**TO DO:**
Recast the entries below as one numbered list, one line per item, with no blank lines. Leave the pictures out.

§ §

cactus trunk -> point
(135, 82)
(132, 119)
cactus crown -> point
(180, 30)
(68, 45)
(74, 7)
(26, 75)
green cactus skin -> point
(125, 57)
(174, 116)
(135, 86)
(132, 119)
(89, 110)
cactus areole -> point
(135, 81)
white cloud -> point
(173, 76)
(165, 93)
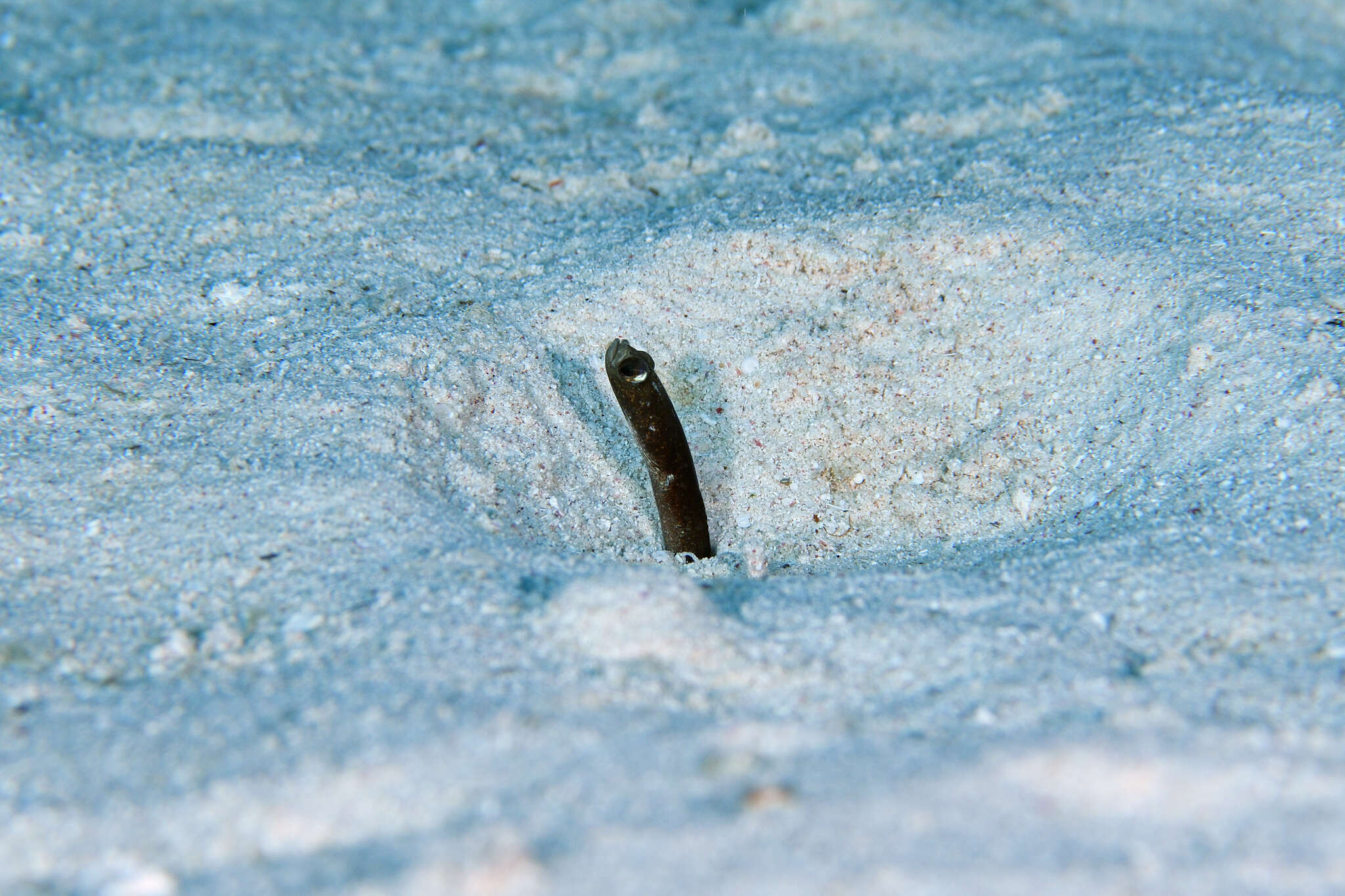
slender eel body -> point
(663, 445)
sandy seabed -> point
(1007, 337)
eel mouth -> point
(630, 363)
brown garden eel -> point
(663, 445)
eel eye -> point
(634, 370)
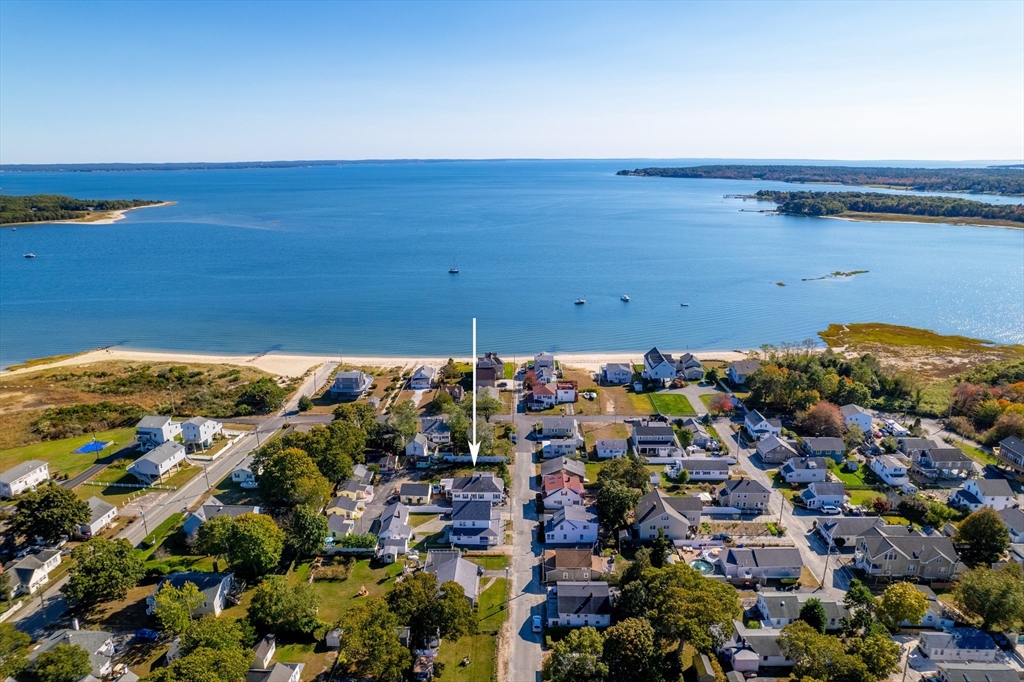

§ §

**CORRECT ANSWER:**
1. cactus trunk -> point
2. (135, 82)
3. (132, 119)
4. cactus crown -> point
5. (180, 30)
6. (68, 45)
7. (74, 7)
8. (26, 75)
9. green cactus skin -> point
10. (125, 57)
11. (174, 116)
12. (135, 86)
13. (132, 119)
14. (89, 110)
15. cactus areole -> point
16. (135, 81)
17. white cloud -> point
18. (173, 76)
19. (165, 93)
20. slender eel body -> point
21. (663, 445)
22. sandy seabed -> point
23. (1007, 337)
24. eel mouth -> point
25. (630, 363)
26. brown garden eel -> point
27. (663, 445)
28. eel eye -> point
29. (634, 370)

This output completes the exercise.